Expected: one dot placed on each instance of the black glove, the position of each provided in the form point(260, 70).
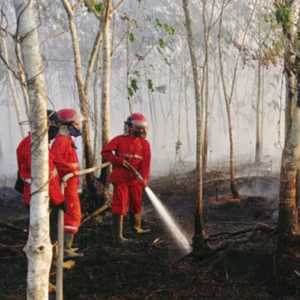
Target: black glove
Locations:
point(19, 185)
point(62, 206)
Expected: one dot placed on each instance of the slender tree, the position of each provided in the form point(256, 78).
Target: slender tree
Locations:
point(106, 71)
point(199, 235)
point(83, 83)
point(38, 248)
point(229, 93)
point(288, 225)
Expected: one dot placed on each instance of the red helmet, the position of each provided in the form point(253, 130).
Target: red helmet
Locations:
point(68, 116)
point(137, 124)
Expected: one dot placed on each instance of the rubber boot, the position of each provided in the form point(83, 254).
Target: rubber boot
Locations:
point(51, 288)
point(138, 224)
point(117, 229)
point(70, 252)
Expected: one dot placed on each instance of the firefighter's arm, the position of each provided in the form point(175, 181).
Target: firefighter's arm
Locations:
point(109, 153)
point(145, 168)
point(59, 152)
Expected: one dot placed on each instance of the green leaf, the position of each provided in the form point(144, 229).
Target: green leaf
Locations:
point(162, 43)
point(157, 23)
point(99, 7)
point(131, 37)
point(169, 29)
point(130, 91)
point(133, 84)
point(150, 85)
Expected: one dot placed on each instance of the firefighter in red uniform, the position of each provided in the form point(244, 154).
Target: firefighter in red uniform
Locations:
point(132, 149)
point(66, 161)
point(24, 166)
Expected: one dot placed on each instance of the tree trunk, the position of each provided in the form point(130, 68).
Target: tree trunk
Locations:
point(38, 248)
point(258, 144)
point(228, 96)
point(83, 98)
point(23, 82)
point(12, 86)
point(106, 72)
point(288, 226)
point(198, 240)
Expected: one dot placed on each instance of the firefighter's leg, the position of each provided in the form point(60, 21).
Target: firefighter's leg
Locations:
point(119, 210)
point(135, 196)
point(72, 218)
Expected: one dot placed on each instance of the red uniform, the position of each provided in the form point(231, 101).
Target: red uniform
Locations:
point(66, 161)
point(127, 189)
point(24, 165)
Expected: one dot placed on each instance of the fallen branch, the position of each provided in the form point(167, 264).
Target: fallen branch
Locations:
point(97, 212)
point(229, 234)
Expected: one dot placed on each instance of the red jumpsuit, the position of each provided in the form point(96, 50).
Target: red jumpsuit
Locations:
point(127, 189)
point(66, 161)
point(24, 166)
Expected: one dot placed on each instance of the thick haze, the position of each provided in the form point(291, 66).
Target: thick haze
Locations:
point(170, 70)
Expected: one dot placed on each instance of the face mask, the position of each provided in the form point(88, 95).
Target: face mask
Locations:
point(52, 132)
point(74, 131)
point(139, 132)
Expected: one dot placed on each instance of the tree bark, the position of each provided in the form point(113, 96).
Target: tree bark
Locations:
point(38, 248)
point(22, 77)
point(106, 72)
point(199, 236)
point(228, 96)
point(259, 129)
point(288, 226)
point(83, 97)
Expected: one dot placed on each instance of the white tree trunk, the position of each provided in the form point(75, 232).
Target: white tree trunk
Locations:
◇ ◇ ◇ ◇ ◇ ◇ ◇
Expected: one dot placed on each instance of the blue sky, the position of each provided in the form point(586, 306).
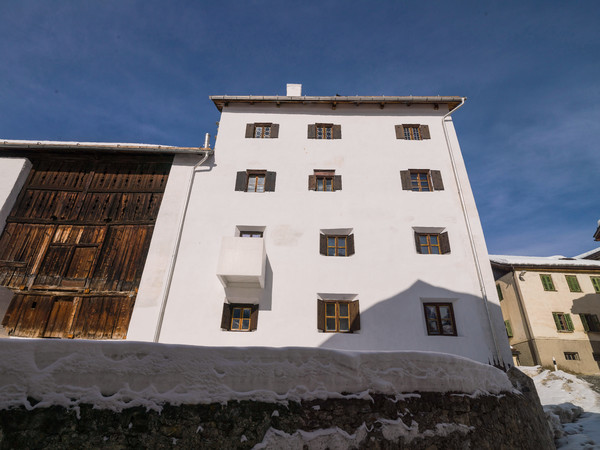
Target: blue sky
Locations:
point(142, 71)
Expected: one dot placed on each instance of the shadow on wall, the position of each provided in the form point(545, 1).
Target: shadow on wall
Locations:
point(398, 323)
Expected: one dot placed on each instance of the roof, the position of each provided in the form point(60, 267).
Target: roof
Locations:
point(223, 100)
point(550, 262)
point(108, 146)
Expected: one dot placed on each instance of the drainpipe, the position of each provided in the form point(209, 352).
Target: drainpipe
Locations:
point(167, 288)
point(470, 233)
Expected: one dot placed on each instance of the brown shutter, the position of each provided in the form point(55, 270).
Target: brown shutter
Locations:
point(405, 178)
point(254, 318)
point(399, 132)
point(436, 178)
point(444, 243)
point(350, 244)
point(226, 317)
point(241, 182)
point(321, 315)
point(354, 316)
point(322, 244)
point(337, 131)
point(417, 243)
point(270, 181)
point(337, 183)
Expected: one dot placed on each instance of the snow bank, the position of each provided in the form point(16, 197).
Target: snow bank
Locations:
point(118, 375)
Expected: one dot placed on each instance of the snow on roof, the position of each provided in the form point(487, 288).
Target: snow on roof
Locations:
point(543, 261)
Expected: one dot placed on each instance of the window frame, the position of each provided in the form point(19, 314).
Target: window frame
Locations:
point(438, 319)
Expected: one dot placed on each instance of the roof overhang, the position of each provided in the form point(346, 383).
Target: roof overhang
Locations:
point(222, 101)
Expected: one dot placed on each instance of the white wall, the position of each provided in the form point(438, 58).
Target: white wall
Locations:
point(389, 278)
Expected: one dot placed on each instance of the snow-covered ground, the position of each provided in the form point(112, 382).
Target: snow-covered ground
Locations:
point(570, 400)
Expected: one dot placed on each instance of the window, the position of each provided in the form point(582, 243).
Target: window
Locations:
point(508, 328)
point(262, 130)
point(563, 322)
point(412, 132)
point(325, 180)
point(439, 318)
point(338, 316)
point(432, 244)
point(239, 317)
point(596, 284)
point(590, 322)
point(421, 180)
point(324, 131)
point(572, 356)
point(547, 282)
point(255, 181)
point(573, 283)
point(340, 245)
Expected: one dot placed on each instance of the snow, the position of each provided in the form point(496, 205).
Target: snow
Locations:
◇ ◇ ◇ ◇ ◇ ◇ ◇
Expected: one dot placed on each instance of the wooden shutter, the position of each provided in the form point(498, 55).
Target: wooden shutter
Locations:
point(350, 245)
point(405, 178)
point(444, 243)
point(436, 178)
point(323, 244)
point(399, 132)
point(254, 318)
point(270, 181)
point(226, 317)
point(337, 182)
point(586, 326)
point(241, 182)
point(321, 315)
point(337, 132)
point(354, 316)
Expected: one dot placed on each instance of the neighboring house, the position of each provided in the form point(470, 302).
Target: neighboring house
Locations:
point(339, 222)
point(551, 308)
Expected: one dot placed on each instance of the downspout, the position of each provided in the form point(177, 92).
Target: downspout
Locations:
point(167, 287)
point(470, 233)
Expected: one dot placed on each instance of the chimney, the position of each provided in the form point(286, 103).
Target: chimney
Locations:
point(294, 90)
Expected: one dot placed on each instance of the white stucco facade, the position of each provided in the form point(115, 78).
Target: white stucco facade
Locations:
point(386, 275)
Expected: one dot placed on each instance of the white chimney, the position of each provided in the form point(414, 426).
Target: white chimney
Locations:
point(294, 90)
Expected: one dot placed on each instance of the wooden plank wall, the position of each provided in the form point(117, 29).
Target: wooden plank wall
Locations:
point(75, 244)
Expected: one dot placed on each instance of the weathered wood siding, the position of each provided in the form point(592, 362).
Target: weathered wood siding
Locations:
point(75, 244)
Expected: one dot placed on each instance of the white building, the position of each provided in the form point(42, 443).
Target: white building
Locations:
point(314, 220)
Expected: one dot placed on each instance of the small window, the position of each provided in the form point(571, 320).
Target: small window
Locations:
◇ ◇ ◇ ◇ ◇ ◇ ◇
Оформите строки материала выше, от строки с «form point(60, 21).» до строки с «point(24, 165)» включительно, в виде таблицы Markdown со столбцами «№» и «Строка». Пустые строки в таблицу не включайте.

| № | Строка |
|---|---|
| 1 | Expected: one dot placed on each instance of the firefighter's leg, the position of each provided in the form point(60, 21). |
| 2 | Target: firefighter's leg |
| 3 | Locations: |
| 4 | point(119, 210) |
| 5 | point(135, 196) |
| 6 | point(72, 218) |
| 7 | Expected: one dot placed on each instance of the red uniform, the position of each provided in the form point(231, 101). |
| 8 | Target: red uniform |
| 9 | Locations: |
| 10 | point(66, 161) |
| 11 | point(127, 189) |
| 12 | point(24, 165) |